Problem
Quote the records below verbatim, line for line, leaving out the pictures.

==== Working data

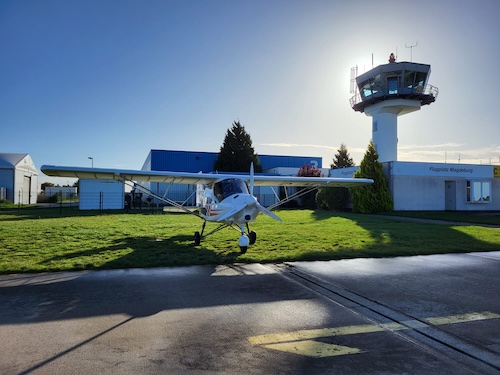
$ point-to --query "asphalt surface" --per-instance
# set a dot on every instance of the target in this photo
(437, 314)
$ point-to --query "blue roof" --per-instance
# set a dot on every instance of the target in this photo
(193, 161)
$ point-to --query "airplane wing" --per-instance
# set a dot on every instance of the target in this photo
(195, 178)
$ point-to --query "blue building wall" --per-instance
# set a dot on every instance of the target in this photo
(193, 161)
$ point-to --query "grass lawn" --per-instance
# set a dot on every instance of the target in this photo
(38, 240)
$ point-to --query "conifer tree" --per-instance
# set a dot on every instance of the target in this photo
(336, 198)
(237, 153)
(375, 197)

========

Exercise result
$ point-to --query "asphalt surface" --per-instance
# set a dot on every instance of the target in this photo
(437, 314)
$ point-to --query "blue roof" --per-instance
# set a dot on every instance of the target in this photo
(193, 161)
$ point-to --query "airplane wing" --per-instance
# set a dot on every instance of the target in this photo
(195, 178)
$ point-to --query "blue building wall" --per-instance
# set a dot on every instance of the target in this photo
(193, 161)
$ point-to --query "grass lawn" --per-instance
# set a dot on every instance of the target in this photo
(38, 240)
$ point-to --query "conifer tree" --per-instance
# set a dot on every instance of the target in this photo
(336, 198)
(237, 153)
(375, 197)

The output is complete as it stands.